Aim of the task
All entries below are to be written out again exactly, but no picture is to be copied.
(Entries provided)
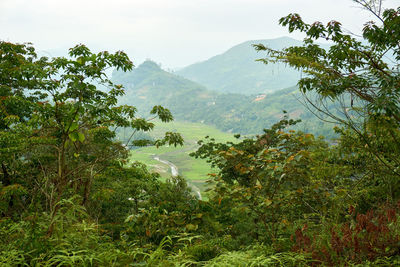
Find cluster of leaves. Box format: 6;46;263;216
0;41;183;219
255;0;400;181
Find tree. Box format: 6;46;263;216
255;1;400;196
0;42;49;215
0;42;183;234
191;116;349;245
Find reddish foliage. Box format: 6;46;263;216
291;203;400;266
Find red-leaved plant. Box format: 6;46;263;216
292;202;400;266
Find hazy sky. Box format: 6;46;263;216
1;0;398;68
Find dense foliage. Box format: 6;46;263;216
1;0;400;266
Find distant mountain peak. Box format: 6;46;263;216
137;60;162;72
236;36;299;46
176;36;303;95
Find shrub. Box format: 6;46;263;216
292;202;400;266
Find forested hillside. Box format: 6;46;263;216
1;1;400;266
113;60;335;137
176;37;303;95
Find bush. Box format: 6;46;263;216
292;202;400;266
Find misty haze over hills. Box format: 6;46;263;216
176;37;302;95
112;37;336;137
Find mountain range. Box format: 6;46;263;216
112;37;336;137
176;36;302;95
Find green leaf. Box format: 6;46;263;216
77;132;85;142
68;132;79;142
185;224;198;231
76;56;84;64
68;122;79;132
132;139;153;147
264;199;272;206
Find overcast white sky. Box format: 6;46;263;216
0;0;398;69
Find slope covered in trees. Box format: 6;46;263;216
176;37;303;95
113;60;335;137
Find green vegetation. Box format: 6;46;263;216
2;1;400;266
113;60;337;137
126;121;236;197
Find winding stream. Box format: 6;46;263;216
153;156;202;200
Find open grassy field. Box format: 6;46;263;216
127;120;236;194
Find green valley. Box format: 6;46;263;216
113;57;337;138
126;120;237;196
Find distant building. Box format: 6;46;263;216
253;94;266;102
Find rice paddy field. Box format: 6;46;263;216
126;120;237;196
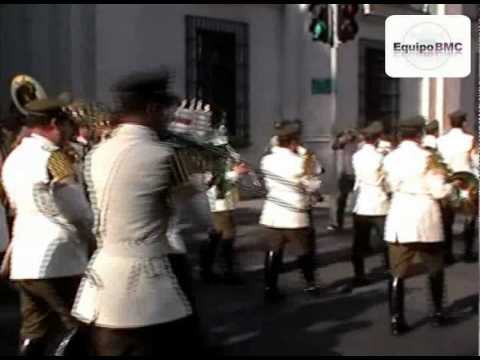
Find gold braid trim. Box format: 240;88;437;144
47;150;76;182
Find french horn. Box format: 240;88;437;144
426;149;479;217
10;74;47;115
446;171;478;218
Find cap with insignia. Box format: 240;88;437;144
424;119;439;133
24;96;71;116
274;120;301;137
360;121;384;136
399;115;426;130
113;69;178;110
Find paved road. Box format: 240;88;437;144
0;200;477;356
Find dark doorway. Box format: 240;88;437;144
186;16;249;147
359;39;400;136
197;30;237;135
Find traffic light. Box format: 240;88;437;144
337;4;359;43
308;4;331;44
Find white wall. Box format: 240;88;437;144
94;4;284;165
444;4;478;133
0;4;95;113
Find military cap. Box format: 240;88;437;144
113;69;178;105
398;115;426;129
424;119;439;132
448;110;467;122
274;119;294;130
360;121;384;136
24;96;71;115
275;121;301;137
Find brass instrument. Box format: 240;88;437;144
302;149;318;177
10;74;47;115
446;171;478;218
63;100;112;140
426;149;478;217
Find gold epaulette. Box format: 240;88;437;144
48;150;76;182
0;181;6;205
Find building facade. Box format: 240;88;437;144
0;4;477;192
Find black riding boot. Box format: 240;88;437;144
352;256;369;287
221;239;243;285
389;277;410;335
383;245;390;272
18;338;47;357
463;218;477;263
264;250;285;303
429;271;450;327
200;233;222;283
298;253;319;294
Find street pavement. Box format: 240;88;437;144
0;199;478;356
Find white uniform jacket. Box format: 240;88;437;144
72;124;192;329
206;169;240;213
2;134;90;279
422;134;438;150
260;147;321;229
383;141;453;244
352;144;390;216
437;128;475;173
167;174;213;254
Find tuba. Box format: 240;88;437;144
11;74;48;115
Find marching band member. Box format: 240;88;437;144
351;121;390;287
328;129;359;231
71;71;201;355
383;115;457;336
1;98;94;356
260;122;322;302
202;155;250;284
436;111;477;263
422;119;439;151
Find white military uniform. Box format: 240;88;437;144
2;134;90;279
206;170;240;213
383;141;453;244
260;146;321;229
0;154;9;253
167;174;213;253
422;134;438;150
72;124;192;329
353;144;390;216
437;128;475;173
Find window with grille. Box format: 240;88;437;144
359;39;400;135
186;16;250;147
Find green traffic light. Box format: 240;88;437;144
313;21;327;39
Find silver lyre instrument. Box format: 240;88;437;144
(End Entries provided)
Response below
Find cluster of leaves. Box format: 6;46;263;216
0;41;183;219
255;0;400;181
Find tree. Box format: 6;46;263;216
255;1;400;196
0;42;49;215
0;42;183;234
191;116;349;245
Find reddish foliage. Box format: 6;46;263;216
291;203;400;266
Find red-leaved plant. Box format: 6;46;263;216
292;202;400;266
Find hazy sky. Box format: 6;46;263;216
1;0;398;68
Find dense foliage. Box format: 6;46;263;216
1;0;400;266
Find distant mountain peak. Box format: 6;46;263;216
137;60;162;72
236;36;299;46
176;36;303;95
Find shrub. Box format: 6;46;263;216
292;202;400;266
Find forested hillside. Box format: 6;46;263;216
1;1;400;266
113;60;335;137
176;37;303;95
Find bush. Box format: 6;46;263;216
292;202;400;266
Find misty haze over hills. Box format: 6;46;263;216
176;37;302;95
112;37;336;137
Find mountain range. Box format: 6;46;263;216
112;37;336;137
176;36;302;95
Find green leaf. Box format: 6;46;263;216
77;132;85;142
68;132;79;142
185;224;198;231
76;56;84;64
68;122;79;132
132;139;153;147
264;199;272;206
Find overcast white sky. Box format: 6;46;263;216
0;0;398;69
Find slope covered in trees. Box format: 6;46;263;216
176;37;303;95
113;60;335;137
Find green vegetation. Box format: 6;46;263;216
2;1;400;266
113;60;337;137
126;121;236;197
Find winding stream. Box format: 6;46;263;216
153;156;202;200
Find open grassy field. Box format: 6;46;263;216
127;120;236;194
Find green valley. Box format: 6;46;263;216
113;57;337;138
126;120;237;196
Find distant building. Box format: 6;46;263;216
253;94;266;102
Find rice paddy field. Box format: 6;46;263;216
126;120;237;196
Find gold braid trim. Box format: 240;88;437;144
47;150;76;182
Find french horn. Box format: 240;88;437;144
426;149;479;217
10;74;47;115
446;171;478;218
Find cap with insignia. Box format: 240;88;437;144
424;119;439;133
24;96;71;116
274;120;301;137
360;121;384;136
399;115;426;130
113;69;178;110
Find paved road. Box format: 240;88;437;144
0;200;477;356
Find dark doorway. Box format: 240;88;437;144
186;16;249;147
359;39;400;136
197;30;237;135
Find traffic light. Box format: 240;88;437;144
337;4;359;43
308;4;331;44
Find white wall. Box format: 240;88;437;144
94;4;284;165
444;4;478;133
0;4;95;113
Find military cap. Box format: 240;88;437;144
113;69;178;105
398;115;426;129
424;119;439;132
448;110;467;122
274;119;294;130
360;121;384;136
24;96;71;115
275;121;301;137
Find brass instrument. Box format: 240;88;437;144
302;149;318;177
10;74;47;115
446;171;478;218
63;100;112;140
426;149;478;217
Find gold epaulette. Box format: 240;88;437;144
48;150;76;182
0;181;6;205
Find building facade. Box format: 240;88;437;144
0;4;477;192
Find black riding boot. Box format: 240;88;437;144
352;256;369;287
221;239;243;285
389;277;410;335
383;245;390;272
18;338;47;357
463;218;477;263
264;250;285;303
429;271;450;327
200;233;222;283
298;253;319;294
Find street pavement. Box format: 240;88;437;144
0;199;478;356
Find white uniform jacket. Box format: 240;88;437;144
72;124;192;329
206;169;240;213
2;134;90;279
422;134;438;150
260;147;321;229
383;141;453;244
352;144;390;216
437;128;475;173
167;174;213;254
Find tuba. Box format: 240;88;437;144
11;74;48;115
Find marching band member. Box format: 240;88;437;144
351;121;390;287
328;129;359;231
71;71;201;355
383;115;457;336
1;98;94;356
260;122;322;302
202;155;250;284
436;111;477;263
422;119;439;151
Find white military uniform. Box format: 240;88;437;144
2;134;90;279
206;170;240;213
383;141;453;244
260;146;321;229
0;154;9;253
167;174;213;253
422;134;438;150
72;124;192;329
353;144;390;216
437;128;475;173
Find window with grille. Box format: 240;88;437;144
359;39;400;135
186;16;250;147
Find green traffic light. Box format: 240;88;437;144
313;21;327;39
Find silver lyre instrument. Box format: 240;88;437;144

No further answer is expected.